Extract every line of the records below that contains the string "blue", copying each line whole. Matches must agree in case.

══════

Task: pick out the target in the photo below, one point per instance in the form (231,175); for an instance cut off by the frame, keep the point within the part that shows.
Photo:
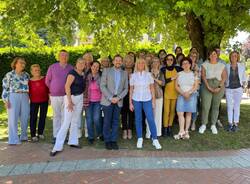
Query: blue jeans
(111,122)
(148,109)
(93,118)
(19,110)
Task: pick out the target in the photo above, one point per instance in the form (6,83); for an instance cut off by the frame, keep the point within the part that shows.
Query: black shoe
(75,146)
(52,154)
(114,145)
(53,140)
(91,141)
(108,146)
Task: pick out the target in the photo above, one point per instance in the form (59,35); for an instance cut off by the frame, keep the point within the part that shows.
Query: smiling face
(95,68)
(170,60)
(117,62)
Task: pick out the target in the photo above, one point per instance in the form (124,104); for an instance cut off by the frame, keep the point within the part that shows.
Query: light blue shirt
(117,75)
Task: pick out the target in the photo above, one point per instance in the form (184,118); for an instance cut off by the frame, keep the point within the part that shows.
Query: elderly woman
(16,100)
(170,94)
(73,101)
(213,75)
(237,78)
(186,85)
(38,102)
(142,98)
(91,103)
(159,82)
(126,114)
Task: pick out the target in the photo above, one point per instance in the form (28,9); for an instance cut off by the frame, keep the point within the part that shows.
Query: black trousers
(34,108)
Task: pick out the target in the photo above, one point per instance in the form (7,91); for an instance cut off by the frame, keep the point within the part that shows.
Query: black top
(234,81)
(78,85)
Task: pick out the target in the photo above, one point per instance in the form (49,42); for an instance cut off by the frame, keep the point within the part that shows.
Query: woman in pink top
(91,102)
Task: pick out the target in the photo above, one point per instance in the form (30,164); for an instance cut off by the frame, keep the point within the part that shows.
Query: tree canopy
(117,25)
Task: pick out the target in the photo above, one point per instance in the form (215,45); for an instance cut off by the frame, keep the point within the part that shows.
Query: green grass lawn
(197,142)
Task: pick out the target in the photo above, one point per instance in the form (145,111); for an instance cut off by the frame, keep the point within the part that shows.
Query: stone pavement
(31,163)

══════

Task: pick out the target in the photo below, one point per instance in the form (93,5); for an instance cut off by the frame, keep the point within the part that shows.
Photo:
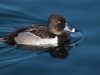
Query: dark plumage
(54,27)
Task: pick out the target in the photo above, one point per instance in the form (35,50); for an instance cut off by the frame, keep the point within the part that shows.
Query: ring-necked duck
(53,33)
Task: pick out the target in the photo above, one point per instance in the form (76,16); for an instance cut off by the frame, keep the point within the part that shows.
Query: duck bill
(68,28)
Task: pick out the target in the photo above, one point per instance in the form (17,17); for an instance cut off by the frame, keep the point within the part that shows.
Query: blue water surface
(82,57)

══════

- [Exercise response]:
Query: blue jeans
Query: light blue shirt
Query: blue water surface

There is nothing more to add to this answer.